Document segment>
*** Begin section ***

Institute for War and Peace Reporting | Giving Voice, Driving Change
A member of the Ugandan military operation to track the LRA: the rebel group as well as the government’s own forces are the source of weapons still circulating in northern Uganda. (Photo: USARAF/Flickr)
After a firearms amnesty in northern Uganda failed to recover any weapons at all, experts criticised the ongoing disarmament programme for failing to engage effectively with the local population.
The scheme is the latest to be launched in northern Uganda since a 20-year conflict with the rebel Lord’s Resistance Army, LRA ended in 2006. The conflict led to the death of more than 100,000 people while nearly two million were forced into displacement camps. Thousands of small arms, many of them formally used by the rebels, remain unaccounted for.
The failure of the month-long amnesty for handing in firearms, which covered all the districts that form the Acholi sub-region and ended in April, has been put down to a lack of trust in the Ugandan security services which ran the campaign, and to the failure to engage key figures in local communities.
“For now, we have not found that level of credibility [for the disarmament programme], so I am not very sure how many people will come forward,” Daniel Komakech, a peace and conflict analyst at Gulu University in the northern Acholi region, said.
“We need the elders, we need the religious leaders, we need the traditional leaders and even academia. The process of disarmament and reintegration [of former LRA members] must involve less of the security agents and more of the civil society – that is where the trust is.”
Since the LRA left Uganda in 2006, hundreds of former rebels have come out of the bush and have gone through a process of reintegration into society. There are suspicions that many never handed their weapons over to the Ugandan authorities. Weapons which government forces handed out so that civilians could defend themselves during the conflict have never been reclaimed, either.

*** End section ***

Supplied entries>
*** Begin section ***

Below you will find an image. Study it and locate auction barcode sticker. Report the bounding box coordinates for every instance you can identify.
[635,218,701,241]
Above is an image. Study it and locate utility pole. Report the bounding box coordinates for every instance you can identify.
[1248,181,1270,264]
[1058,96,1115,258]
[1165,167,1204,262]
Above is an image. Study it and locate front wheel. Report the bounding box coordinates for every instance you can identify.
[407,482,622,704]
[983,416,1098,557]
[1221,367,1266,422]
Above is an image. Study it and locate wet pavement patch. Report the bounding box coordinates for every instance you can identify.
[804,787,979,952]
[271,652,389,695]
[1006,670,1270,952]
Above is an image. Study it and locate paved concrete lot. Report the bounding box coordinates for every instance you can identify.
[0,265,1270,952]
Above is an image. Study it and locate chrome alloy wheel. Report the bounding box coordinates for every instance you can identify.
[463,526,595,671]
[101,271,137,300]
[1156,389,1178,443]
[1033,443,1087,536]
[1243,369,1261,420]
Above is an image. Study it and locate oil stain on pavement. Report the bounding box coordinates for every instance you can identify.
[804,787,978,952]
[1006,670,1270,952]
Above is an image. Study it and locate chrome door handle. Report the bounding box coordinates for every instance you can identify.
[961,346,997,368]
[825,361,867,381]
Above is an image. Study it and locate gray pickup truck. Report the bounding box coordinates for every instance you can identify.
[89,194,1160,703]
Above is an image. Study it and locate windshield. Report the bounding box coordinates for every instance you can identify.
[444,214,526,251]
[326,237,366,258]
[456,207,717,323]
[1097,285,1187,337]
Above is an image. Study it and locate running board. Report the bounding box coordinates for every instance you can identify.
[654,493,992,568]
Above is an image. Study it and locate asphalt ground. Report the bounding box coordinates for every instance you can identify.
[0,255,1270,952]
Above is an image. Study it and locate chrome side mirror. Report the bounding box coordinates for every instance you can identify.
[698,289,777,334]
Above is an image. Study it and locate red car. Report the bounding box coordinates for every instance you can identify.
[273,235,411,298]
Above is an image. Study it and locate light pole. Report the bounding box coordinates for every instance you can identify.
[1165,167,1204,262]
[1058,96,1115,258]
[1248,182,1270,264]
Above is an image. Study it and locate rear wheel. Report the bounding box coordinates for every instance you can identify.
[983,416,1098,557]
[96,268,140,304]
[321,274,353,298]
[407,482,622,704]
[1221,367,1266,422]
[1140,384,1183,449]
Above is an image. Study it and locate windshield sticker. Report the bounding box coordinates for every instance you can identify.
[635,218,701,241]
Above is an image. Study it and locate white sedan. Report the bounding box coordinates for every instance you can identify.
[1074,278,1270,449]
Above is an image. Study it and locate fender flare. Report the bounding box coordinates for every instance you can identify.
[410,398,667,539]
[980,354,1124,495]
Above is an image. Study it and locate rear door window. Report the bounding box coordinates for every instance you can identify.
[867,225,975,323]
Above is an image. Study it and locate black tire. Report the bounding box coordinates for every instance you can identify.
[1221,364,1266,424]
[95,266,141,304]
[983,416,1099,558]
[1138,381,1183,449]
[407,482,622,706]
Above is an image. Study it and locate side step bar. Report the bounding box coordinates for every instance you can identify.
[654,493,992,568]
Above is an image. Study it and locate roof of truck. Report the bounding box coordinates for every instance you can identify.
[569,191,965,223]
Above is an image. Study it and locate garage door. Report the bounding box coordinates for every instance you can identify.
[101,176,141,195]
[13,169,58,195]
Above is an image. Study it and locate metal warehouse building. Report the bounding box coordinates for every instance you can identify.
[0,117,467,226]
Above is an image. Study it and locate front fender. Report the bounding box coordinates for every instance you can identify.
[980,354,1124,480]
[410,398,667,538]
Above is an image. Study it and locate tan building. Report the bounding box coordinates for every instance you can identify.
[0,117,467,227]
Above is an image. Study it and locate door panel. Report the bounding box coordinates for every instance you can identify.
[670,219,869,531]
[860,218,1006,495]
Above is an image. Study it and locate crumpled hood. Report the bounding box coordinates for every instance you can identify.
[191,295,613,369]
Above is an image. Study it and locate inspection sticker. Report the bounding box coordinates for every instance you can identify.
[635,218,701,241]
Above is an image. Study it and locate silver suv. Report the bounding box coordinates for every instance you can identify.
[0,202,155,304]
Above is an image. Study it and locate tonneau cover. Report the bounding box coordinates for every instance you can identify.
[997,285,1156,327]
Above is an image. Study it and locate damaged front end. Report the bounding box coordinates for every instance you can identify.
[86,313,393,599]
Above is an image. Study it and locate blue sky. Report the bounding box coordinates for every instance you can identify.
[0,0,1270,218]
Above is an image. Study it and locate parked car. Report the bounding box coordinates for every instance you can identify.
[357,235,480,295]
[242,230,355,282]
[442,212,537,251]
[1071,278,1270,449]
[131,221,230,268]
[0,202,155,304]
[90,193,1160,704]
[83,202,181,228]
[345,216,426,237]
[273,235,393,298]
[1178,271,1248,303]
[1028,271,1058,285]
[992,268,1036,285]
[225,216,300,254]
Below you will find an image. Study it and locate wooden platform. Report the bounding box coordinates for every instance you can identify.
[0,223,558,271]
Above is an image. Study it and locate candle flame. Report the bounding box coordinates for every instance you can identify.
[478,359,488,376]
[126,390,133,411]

*** End section ***

Activity list>
1/ Answer the following questions using the article on disarmament in northern Uganda.
(a) How long did the conflict with the Lord's Resistance Army last, and in what year did it end?
(b) At which institution is Daniel Komakech a peace and conflict analyst?
(c) How many weapons did the firearms amnesty recover?
2/ Reproduce the passage of the article on disarmament in northern Uganda from "After a firearms" to "remain unaccounted for.".

Solved problems>
1/
(a) The conflict lasted 20 years and ended in 2006.
(b) Gulu University.
(c) None.

2/
After a firearms amnesty in northern Uganda failed to recover any weapons at all, experts criticised the ongoing disarmament programme for failing to engage effectively with the local population.
The scheme is the latest to be launched in northern Uganda since a 20-year conflict with the rebel Lord’s Resistance Army, LRA ended in 2006. The conflict led to the death of more than 100,000 people while nearly two million were forced into displacement camps. Thousands of small arms, many of them formally used by the rebels, remain unaccounted for.